** Input for this task follows **
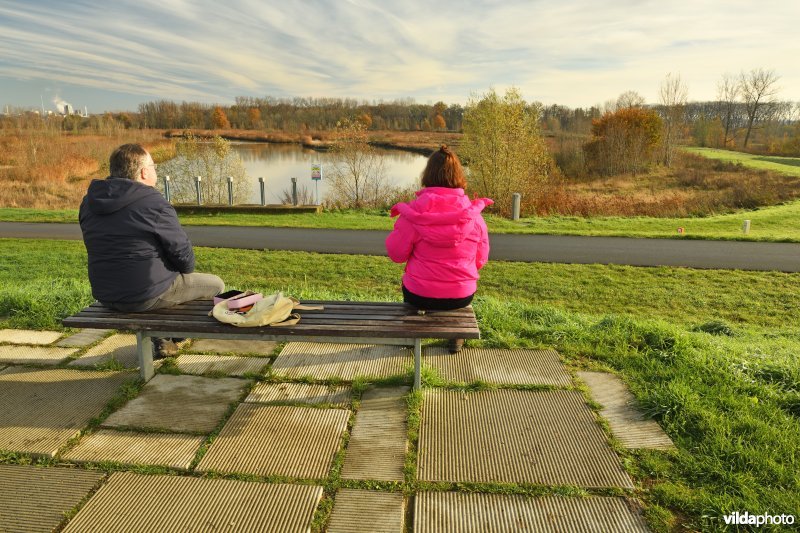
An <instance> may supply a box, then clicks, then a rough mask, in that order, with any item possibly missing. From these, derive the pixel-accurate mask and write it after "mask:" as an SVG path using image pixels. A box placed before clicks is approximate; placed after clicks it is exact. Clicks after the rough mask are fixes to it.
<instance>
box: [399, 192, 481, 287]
mask: <svg viewBox="0 0 800 533" xmlns="http://www.w3.org/2000/svg"><path fill="white" fill-rule="evenodd" d="M493 203H494V202H493V201H492V200H490V199H489V198H479V199H477V200H472V201H470V199H469V198H467V195H466V194H464V189H450V188H447V187H426V188H424V189H422V190H421V191H417V199H416V200H414V201H412V202H409V203H400V204H396V205H395V206H394V207H392V212H391V214H392V216H397V215H400V218H398V219H397V222H395V224H394V230H392V232H391V233H390V234H389V236H388V237H387V238H386V251H387V252H388V253H389V257H390V258H391V259H392V261H394V262H395V263H406V270H405V273H404V274H403V285H405V287H406V289H408V290H409V291H411V292H413V293H414V294H416V295H418V296H424V297H426V298H465V297H467V296H469V295H471V294H474V293H475V290H476V289H477V286H478V283H477V282H478V278H479V277H480V276H478V269H480V268H481V267H483V265H485V264H486V261H487V260H488V259H489V233H488V231H487V230H486V222H484V220H483V217H482V216H481V211H483V208H484V207H486V206H487V205H492V204H493Z"/></svg>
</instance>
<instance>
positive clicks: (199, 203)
mask: <svg viewBox="0 0 800 533" xmlns="http://www.w3.org/2000/svg"><path fill="white" fill-rule="evenodd" d="M202 179H203V178H201V177H200V176H197V177H196V178H195V184H196V185H197V205H203V191H202V190H201V189H200V181H201V180H202Z"/></svg>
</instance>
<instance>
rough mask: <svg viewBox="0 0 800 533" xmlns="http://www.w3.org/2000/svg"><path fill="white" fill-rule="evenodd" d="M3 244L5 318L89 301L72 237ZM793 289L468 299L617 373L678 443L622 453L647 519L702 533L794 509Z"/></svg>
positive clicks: (256, 282)
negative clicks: (666, 449) (632, 475)
mask: <svg viewBox="0 0 800 533" xmlns="http://www.w3.org/2000/svg"><path fill="white" fill-rule="evenodd" d="M0 247H2V249H3V251H4V253H3V254H2V255H0V316H7V317H8V318H7V319H6V320H5V321H0V327H7V326H13V327H34V328H45V327H47V328H53V327H55V328H57V327H58V320H59V318H60V317H63V316H65V315H67V314H70V313H72V312H74V311H75V310H77V309H78V308H80V307H81V306H83V305H85V304H86V303H88V302H90V301H91V296H90V291H89V286H88V283H87V281H86V277H85V268H86V257H85V252H84V249H83V246H82V245H81V243H79V242H64V241H21V240H0ZM53 257H58V270H57V272H58V274H57V277H54V267H53V260H52V258H53ZM198 268H199V269H202V270H207V271H212V272H215V273H217V274H219V275H221V276H222V277H223V278H224V279H225V280H226V281H227V282H228V284H229V285H230V286H232V287H238V288H249V289H259V290H265V291H274V290H277V289H281V290H284V291H287V292H288V293H290V294H292V295H296V296H299V297H303V298H310V297H318V298H337V299H338V298H351V299H383V300H397V299H398V290H397V286H398V279H399V276H400V274H401V271H402V267H401V266H400V265H396V264H392V263H391V262H390V261H389V260H388V259H386V258H381V257H363V256H344V255H320V254H309V253H300V252H254V251H239V250H213V249H202V248H201V249H198ZM798 286H800V275H798V274H781V273H774V272H768V273H754V272H727V271H695V270H690V269H667V268H635V267H615V266H599V265H548V264H523V263H504V262H491V263H490V264H489V265H487V267H486V269H485V270H484V273H483V279H482V281H481V290H480V293H479V295H480V296H479V298H478V299H477V301H476V304H475V307H476V312H477V314H478V317H479V320H480V323H481V330H482V334H483V336H484V339H483V340H482V341H481V342H482V343H483V344H485V345H491V346H531V347H534V346H548V347H555V348H557V349H558V350H559V351H560V352H561V353H562V354H563V355H564V357H565V361H566V362H567V364H568V365H569V366H570V367H571V368H573V369H574V368H592V369H604V368H605V369H611V370H614V371H616V372H619V373H620V374H621V375H622V376H623V377H624V379H625V380H626V382H627V383H628V384H629V386H630V387H631V389H632V391H633V392H634V394H635V395H636V396H637V398H638V400H639V402H640V403H641V405H642V406H643V407H644V409H645V410H646V411H647V412H649V413H650V414H651V415H652V416H654V417H655V418H656V419H657V420H658V421H659V422H660V423H661V425H662V426H663V427H664V428H665V429H666V431H667V432H668V433H669V434H670V436H671V437H672V438H673V440H674V441H675V442H676V444H677V446H678V451H677V452H675V453H661V452H625V451H623V450H619V451H620V453H622V454H623V457H624V463H625V464H626V467H627V468H628V470H629V471H630V472H631V473H632V474H633V475H634V476H635V478H636V480H637V482H638V483H639V487H640V488H646V489H647V490H646V491H642V492H641V493H639V495H640V496H641V497H642V498H644V499H645V501H646V502H647V503H648V504H649V508H648V516H649V517H650V519H651V524H652V525H653V526H654V527H655V528H656V529H666V528H667V527H668V525H669V524H671V523H672V522H671V521H672V519H673V518H672V517H671V515H670V513H668V512H666V511H665V509H671V510H672V511H674V512H675V513H676V516H682V517H684V518H683V520H684V525H687V526H689V527H690V528H692V529H701V530H708V529H716V528H719V527H720V524H721V521H720V519H719V518H718V517H720V516H721V515H722V514H726V513H729V512H732V511H734V510H739V511H742V512H743V511H745V510H747V511H749V512H751V513H763V512H769V513H771V514H779V513H791V514H794V515H795V516H800V480H799V479H798V477H797V472H798V471H800V464H798V462H800V392H799V391H800V364H799V363H800V356H799V355H798V354H800V334H798V332H797V328H796V320H797V309H798V308H800V292H799V291H798V290H797V287H798ZM641 317H647V318H641ZM0 320H1V319H0ZM702 329H705V330H708V331H714V332H716V333H717V334H709V333H705V332H702V331H700V330H702ZM719 333H722V334H719ZM733 414H735V416H732V415H733Z"/></svg>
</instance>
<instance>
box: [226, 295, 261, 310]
mask: <svg viewBox="0 0 800 533" xmlns="http://www.w3.org/2000/svg"><path fill="white" fill-rule="evenodd" d="M263 298H264V296H263V295H262V294H261V293H260V292H251V291H245V292H242V291H228V292H223V293H222V294H219V295H217V296H215V297H214V305H217V304H218V303H220V302H221V301H223V300H228V309H240V308H242V307H247V306H248V305H253V304H254V303H256V302H257V301H259V300H261V299H263Z"/></svg>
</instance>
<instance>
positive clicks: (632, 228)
mask: <svg viewBox="0 0 800 533" xmlns="http://www.w3.org/2000/svg"><path fill="white" fill-rule="evenodd" d="M77 218H78V215H77V210H70V209H64V210H57V211H43V210H35V209H17V208H0V221H7V222H12V221H13V222H59V223H60V222H70V223H72V222H75V221H77ZM745 219H748V220H750V224H751V225H750V234H749V235H747V236H745V235H743V234H742V222H743V221H744V220H745ZM486 220H487V223H488V225H489V231H490V232H492V233H519V234H552V235H594V236H615V237H650V238H679V237H681V235H680V234H678V232H677V228H679V227H682V228H684V233H683V238H694V239H731V240H735V239H738V240H761V241H790V242H800V202H792V203H788V204H785V205H779V206H773V207H765V208H762V209H756V210H753V211H742V212H739V213H734V214H728V215H717V216H711V217H705V218H650V217H632V218H624V217H595V218H581V217H562V216H552V217H542V218H525V219H522V220H520V221H519V222H512V221H510V220H506V219H503V218H499V217H494V216H487V217H486ZM181 222H182V223H183V224H186V225H219V226H270V227H296V228H336V229H374V230H389V229H391V228H392V224H393V220H392V219H391V218H389V216H388V215H386V214H382V213H377V212H368V213H361V212H326V213H321V214H318V215H314V214H305V215H303V214H300V215H294V214H291V215H261V216H254V215H237V214H225V215H188V216H181Z"/></svg>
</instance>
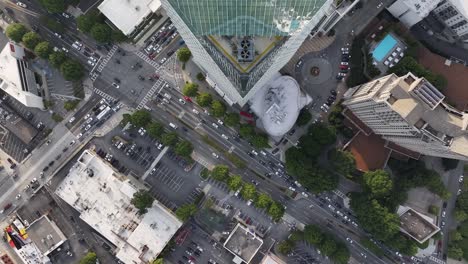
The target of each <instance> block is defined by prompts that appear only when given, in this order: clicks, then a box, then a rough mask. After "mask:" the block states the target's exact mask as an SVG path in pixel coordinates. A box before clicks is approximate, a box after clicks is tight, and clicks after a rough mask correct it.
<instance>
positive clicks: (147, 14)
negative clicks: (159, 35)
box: [98, 0, 161, 35]
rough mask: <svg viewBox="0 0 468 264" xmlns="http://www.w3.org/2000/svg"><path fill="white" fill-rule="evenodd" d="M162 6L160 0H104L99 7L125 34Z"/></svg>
mask: <svg viewBox="0 0 468 264" xmlns="http://www.w3.org/2000/svg"><path fill="white" fill-rule="evenodd" d="M160 7H161V1H160V0H104V1H103V2H102V3H101V4H100V5H99V6H98V9H99V11H101V13H103V14H104V15H105V16H106V17H107V18H108V19H109V20H110V21H111V22H112V23H113V24H114V25H115V26H116V27H117V28H119V29H120V30H121V31H122V32H123V33H124V34H125V35H130V34H131V33H132V32H133V31H134V30H135V28H136V27H137V26H138V25H140V23H141V22H143V20H144V19H145V18H146V17H147V16H148V15H150V14H151V13H152V12H156V11H157V10H158V9H159V8H160Z"/></svg>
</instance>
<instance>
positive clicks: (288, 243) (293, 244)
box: [278, 239, 295, 255]
mask: <svg viewBox="0 0 468 264" xmlns="http://www.w3.org/2000/svg"><path fill="white" fill-rule="evenodd" d="M294 246H295V244H294V242H293V241H291V240H290V239H286V240H283V241H281V242H280V243H278V251H279V252H280V253H281V254H284V255H287V254H289V253H291V251H292V250H293V249H294Z"/></svg>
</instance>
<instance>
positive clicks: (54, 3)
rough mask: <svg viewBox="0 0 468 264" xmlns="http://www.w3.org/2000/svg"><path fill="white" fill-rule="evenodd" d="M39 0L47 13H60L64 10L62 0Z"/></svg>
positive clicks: (63, 4) (63, 0) (64, 1)
mask: <svg viewBox="0 0 468 264" xmlns="http://www.w3.org/2000/svg"><path fill="white" fill-rule="evenodd" d="M39 2H40V3H41V5H43V6H44V8H45V9H46V10H47V11H48V12H49V13H62V12H64V11H65V7H66V6H65V1H64V0H40V1H39Z"/></svg>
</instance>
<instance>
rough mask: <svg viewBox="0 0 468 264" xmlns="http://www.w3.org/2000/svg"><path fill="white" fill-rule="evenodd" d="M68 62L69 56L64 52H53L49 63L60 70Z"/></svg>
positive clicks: (50, 58) (51, 54)
mask: <svg viewBox="0 0 468 264" xmlns="http://www.w3.org/2000/svg"><path fill="white" fill-rule="evenodd" d="M66 60H67V55H65V52H62V51H53V52H52V53H51V54H50V55H49V62H50V64H52V66H54V67H55V68H60V65H62V63H64V62H65V61H66Z"/></svg>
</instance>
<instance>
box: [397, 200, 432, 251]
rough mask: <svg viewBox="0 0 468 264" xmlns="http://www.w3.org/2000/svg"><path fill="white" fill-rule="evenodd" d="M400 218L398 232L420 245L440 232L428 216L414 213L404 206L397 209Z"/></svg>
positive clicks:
** End of Input for this task **
* _Task objective_
Your reply should be the lines of the records from the start through the line with "positive clicks: (256, 282)", copied word for word, pictures omitted.

* _Written solution_
An <instance> may supply a box, then clicks, then a rough mask, in that order, with any item possibly missing. From these, derive the pixel-accurate mask and write it after "mask:" as an SVG path using image pixels. A box placed before clicks is approximate; placed after clicks it is exact. Clicks after the rough mask are fixes to it.
<instance>
box: [399, 192, 481, 287]
mask: <svg viewBox="0 0 800 533" xmlns="http://www.w3.org/2000/svg"><path fill="white" fill-rule="evenodd" d="M493 203H494V202H493V201H492V200H490V199H489V198H479V199H477V200H472V201H470V199H469V198H467V195H466V194H464V189H450V188H447V187H426V188H424V189H422V190H421V191H417V199H416V200H414V201H412V202H409V203H400V204H396V205H395V206H394V207H392V212H391V214H392V216H397V215H400V218H398V219H397V222H395V224H394V230H392V232H391V233H390V234H389V236H388V237H387V238H386V251H387V252H388V253H389V257H390V258H391V259H392V261H394V262H395V263H406V270H405V273H404V274H403V285H405V287H406V289H408V290H409V291H411V292H413V293H414V294H416V295H418V296H424V297H426V298H465V297H467V296H469V295H471V294H474V293H475V290H476V289H477V286H478V283H477V282H478V278H479V277H480V276H478V269H480V268H481V267H483V265H485V264H486V261H487V260H488V259H489V233H488V231H487V230H486V222H484V220H483V217H482V216H481V211H483V208H484V207H486V206H487V205H492V204H493Z"/></svg>
</instance>
<instance>
positive clicks: (199, 203)
mask: <svg viewBox="0 0 800 533" xmlns="http://www.w3.org/2000/svg"><path fill="white" fill-rule="evenodd" d="M202 179H203V178H201V177H200V176H197V177H196V178H195V184H196V185H197V205H203V191H202V190H201V189H200V181H201V180H202Z"/></svg>
</instance>
<instance>
rough mask: <svg viewBox="0 0 800 533" xmlns="http://www.w3.org/2000/svg"><path fill="white" fill-rule="evenodd" d="M3 244L5 318L89 301L72 237ZM793 289L468 299L617 373L678 443L622 453L647 519L702 533L794 509Z"/></svg>
positive clicks: (256, 282)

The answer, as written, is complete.